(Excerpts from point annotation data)
>> BEGIN

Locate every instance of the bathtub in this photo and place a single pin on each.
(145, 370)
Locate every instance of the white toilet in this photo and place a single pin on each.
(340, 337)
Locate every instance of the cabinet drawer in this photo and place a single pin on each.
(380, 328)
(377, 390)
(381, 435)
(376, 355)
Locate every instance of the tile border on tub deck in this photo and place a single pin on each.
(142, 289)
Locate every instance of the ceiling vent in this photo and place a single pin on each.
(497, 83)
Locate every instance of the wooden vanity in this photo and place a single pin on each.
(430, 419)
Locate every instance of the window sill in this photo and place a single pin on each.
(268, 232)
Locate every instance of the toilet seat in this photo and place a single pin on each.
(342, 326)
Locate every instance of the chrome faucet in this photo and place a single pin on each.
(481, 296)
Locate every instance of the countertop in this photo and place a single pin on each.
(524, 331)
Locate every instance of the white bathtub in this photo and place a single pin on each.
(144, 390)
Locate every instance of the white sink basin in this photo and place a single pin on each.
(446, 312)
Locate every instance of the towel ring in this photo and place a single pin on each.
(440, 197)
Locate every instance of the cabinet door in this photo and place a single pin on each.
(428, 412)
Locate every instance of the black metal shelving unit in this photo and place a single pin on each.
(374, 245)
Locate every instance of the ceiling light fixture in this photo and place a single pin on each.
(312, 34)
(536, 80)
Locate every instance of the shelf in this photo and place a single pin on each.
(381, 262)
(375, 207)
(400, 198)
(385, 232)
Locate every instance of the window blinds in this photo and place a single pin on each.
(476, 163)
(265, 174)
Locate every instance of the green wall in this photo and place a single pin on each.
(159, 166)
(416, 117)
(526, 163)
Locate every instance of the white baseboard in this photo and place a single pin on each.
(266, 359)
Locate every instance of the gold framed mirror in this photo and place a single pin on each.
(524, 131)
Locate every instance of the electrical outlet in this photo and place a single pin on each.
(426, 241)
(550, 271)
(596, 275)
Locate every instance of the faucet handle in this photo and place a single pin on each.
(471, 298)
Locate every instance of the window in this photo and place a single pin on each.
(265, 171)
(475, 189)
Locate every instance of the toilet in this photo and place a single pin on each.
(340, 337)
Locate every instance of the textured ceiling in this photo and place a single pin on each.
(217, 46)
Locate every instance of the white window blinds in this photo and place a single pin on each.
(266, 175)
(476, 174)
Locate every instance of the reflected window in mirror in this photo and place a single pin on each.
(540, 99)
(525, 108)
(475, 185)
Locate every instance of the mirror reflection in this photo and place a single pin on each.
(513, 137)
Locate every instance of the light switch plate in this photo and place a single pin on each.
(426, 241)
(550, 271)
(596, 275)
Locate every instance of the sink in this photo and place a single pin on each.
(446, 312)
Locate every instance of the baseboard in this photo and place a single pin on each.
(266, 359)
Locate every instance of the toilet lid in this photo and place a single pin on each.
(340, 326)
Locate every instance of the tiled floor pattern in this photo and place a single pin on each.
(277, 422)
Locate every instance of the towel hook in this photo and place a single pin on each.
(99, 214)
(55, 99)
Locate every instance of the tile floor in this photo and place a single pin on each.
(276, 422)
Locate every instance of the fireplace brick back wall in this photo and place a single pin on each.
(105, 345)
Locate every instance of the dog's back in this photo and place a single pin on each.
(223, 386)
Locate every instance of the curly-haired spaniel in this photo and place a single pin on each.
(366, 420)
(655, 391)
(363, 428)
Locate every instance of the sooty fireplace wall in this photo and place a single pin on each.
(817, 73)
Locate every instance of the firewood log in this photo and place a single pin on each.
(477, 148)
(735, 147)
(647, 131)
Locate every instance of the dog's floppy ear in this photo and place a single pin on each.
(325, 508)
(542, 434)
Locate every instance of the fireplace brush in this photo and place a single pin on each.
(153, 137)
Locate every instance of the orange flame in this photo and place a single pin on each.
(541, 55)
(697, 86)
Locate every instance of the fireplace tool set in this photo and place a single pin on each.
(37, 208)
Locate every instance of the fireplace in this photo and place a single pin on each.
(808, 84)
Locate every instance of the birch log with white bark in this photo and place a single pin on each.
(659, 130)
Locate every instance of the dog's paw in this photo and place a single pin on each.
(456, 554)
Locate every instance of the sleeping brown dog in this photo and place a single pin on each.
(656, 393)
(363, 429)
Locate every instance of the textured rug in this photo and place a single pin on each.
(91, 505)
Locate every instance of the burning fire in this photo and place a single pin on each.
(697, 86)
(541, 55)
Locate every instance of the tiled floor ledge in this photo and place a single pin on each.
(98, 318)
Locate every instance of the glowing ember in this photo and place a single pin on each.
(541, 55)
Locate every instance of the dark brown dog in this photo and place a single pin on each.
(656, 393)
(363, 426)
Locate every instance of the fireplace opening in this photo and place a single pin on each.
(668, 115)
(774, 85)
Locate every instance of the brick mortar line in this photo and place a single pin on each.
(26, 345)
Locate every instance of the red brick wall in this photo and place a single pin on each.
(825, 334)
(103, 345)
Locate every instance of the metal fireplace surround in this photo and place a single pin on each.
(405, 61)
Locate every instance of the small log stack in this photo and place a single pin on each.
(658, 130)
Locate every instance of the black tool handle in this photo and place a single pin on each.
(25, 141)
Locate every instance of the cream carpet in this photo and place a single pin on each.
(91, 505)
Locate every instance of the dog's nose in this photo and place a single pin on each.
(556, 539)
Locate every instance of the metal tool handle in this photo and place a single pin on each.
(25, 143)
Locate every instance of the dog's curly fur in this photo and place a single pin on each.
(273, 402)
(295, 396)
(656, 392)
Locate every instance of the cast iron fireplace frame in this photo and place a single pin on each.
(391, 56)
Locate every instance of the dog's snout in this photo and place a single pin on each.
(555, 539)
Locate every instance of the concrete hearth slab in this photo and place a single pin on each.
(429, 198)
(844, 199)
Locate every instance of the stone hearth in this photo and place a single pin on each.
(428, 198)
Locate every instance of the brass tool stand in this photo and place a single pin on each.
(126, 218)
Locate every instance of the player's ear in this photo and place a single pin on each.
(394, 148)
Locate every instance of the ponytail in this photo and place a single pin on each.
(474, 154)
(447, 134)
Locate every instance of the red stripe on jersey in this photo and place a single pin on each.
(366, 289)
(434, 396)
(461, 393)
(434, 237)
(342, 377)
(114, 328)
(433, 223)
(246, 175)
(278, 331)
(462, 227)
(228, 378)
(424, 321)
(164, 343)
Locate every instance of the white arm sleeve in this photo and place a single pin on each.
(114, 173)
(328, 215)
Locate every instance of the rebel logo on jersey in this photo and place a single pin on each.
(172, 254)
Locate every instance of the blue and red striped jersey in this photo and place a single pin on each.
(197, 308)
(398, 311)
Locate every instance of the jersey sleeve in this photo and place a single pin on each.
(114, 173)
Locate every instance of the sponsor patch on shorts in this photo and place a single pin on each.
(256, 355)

>> END

* _What to do_:
Copy every record exactly, with nothing added or dropped.

* _Answer for this exercise_:
Locate every instance of the bathtub in this photo and place a single pin on each.
(145, 370)
Locate every instance of the white toilet in this photo and place a single pin on each.
(340, 337)
Locate every instance of the cabinet drawer in this photo and place a single pin on each.
(380, 328)
(377, 390)
(381, 435)
(376, 355)
Locate every instance of the tile border on tub deck in this photo and place a single pin on each.
(142, 289)
Locate every instance of the ceiling vent in this photo and place a single pin on each.
(497, 83)
Locate every instance of the wooden vanity in this photo and place a single pin on each.
(430, 419)
Locate every instance of the window sill in this photo and place a single pin on each.
(268, 232)
Locate every instance of the toilet seat in this photo and place a single pin on each.
(342, 326)
Locate every instance of the chrome faucet in this photo and place a single pin on each.
(481, 296)
Locate every instance of the countertop in this photo and place a single pin on each.
(524, 331)
Locate every instance of the white bathtub in this photo and place a single pin on each.
(144, 390)
Locate every instance of the white sink basin in this photo and place a single pin on each.
(446, 312)
Locate every instance of the towel ring in this photo and place a single pin on each.
(440, 197)
Locate every instance of the cabinet door in this photo and place a single pin on each.
(428, 412)
Locate every instance of the black metal shelving unit in this photo and place a single pin on each.
(374, 245)
Locate every instance of the ceiling light fixture in this photo and place a single pin on each.
(312, 34)
(536, 80)
Locate every instance of the shelf in this photo and place a single pin on each.
(381, 262)
(375, 207)
(400, 198)
(385, 232)
Locate every instance of the window blinds in this photo and place a single pin on each.
(476, 163)
(265, 174)
Locate every instance of the green wall in this photo and place a single pin on each.
(159, 166)
(416, 117)
(526, 163)
Locate every instance of the white baseboard in this photo and place a single pin on each.
(266, 359)
Locate every instance of the gold framed mirror in this photo and place a single pin on each.
(524, 131)
Locate every instance of the electrical outlet in this photo and place a single pin on each.
(426, 241)
(550, 271)
(596, 275)
Locate every instance of the faucet handle in this photo and place a single pin on each.
(471, 298)
Locate every instance of the window in this photo and place a single pin on each.
(265, 171)
(475, 189)
Locate every instance of the toilet in this photo and place a single pin on each.
(340, 337)
Locate every instance of the textured ceiling in this photo and place a single pin on each.
(217, 46)
Locate every instance of the white window blinds in this photo and place a single pin on each.
(266, 175)
(476, 174)
Locate every instance of the reflected window in mirror in this photo and place a single pin on each.
(540, 99)
(525, 108)
(475, 185)
Locate every instance of the mirror reflection in this photo and place a single pin on each.
(513, 137)
Locate every instance of the light switch plate in this photo and place a single pin on each.
(426, 241)
(550, 271)
(596, 275)
Locate every instance of the sink in this photo and place a single pin on each.
(446, 312)
Locate every instance of the baseboard in this photo and place a single pin on each.
(266, 359)
Locate every instance of the toilet lid in this photo and place a single pin on each.
(340, 326)
Locate every instance of the tiled floor pattern in this photo and place a single pin on each.
(277, 422)
Locate every instance of the towel hook in this photo and place a single pin on each.
(99, 214)
(55, 99)
Locate every instance of the tile floor in this photo and place a single pin on each.
(276, 422)
Locate every instance of the fireplace brick back wall in this photo and place a single pin on each.
(105, 345)
Locate every instance of the dog's back in this photo and place a single pin on each.
(223, 386)
Locate every instance of the curly-haired spaniel in this photo and place a single pin on each.
(366, 420)
(655, 391)
(363, 428)
Locate every instance of the sooty fireplace wall in this photo and place a single pin on each.
(817, 73)
Locate every instance of the firewood log in this photo and place a single pin on each.
(477, 148)
(735, 147)
(647, 131)
Locate every instance of the dog's floppy ear in this photo and place a single pin on each.
(325, 508)
(542, 434)
Locate every instance of the fireplace brush in this photo and place a single pin on each.
(153, 137)
Locate every instance of the orange flame in this photo and place a single pin on each.
(541, 55)
(697, 86)
Locate every instance of the fireplace tool set in this photo and place a single pin on each.
(37, 208)
Locate every instance of the fireplace in this photo and place a single pin on each.
(808, 84)
Locate every instance of the birch log with white bark in this photo and place a single pin on each.
(659, 130)
Locate every instance of the dog's paw in this photo and place a single pin on each.
(456, 554)
Locate every instance of the sleeping brown dog in this photo and place a single pin on each.
(656, 393)
(363, 429)
Locate every instance of the textured rug in this photo and place a single pin on each.
(91, 505)
Locate every instance of the burning fire in this photo and place a single pin on each.
(697, 86)
(541, 55)
Locate every instance of the tiled floor ledge in this photo and place a single pin on each.
(98, 318)
Locate every instance of the glowing ember in this photo and place a single pin on each.
(541, 55)
Locate every instance of the dark brown dog in this photo and place a single pin on each.
(656, 393)
(363, 426)
Locate every instance of the fireplace opening in this photo and place a single pin on each.
(668, 115)
(774, 85)
Locate every instance of the brick mortar line in this photo and place a single pin on each.
(26, 345)
Locate every instance of the red brick wall in this photo and place a single pin on each.
(825, 334)
(103, 345)
Locate every instance of the metal fireplace surround in this photo and place a single pin on each.
(405, 61)
Locate every instance of the small log stack in this photo and place a single pin on each.
(658, 130)
Locate every instance of the black tool handle in this photo and place a single pin on each.
(25, 141)
Locate every instance of the cream carpet in this photo and place a single pin on each.
(91, 505)
Locate every instance of the dog's nose in this photo and place a single pin on each.
(556, 539)
Locate every instance of the metal tool handle in this photo and place a single pin on each.
(25, 143)
Locate every instance of the dog's curly fur in this photo and place a single pin on each.
(273, 402)
(295, 396)
(656, 392)
Locate every instance of the cast iron fireplace frame in this photo and place a single pin on each.
(391, 56)
Locate every instance of the dog's snout in this photo and place a single pin on each.
(555, 539)
Locate every instance of the concrete hearth slab in this photo and place a single pin on each.
(429, 198)
(844, 199)
Locate every instance of the stone hearth in this photo and place a single pin on each.
(428, 198)
Locate every instance of the brass tool stand in this photo and place a single pin on each.
(126, 218)
Locate every instance of the player's ear in this photo and place a single pin on each.
(394, 148)
Locate every instance of the ponytail in this photo and place a single pin on each.
(474, 154)
(447, 134)
Locate every instance of the red stripe on jersey in this photo and place a single pin on each.
(366, 289)
(434, 396)
(461, 393)
(434, 237)
(342, 377)
(114, 328)
(433, 223)
(246, 175)
(278, 331)
(462, 227)
(228, 378)
(424, 321)
(164, 343)
Locate every instance of the white arm sleeve in this photo and place a single pin on each.
(114, 173)
(328, 215)
Locate every instance of the rebel logo on jersey in this photo and place a single pin on each.
(172, 254)
Locate every instance of the blue and red striped jersey in this photo and place a single pin on each.
(197, 308)
(398, 311)
Locate every instance of the jersey sleeve in this photo and place a single pin on each.
(114, 173)
Locate every instance of the sponsor patch on shorts in this photo and place a single pin on each.
(256, 355)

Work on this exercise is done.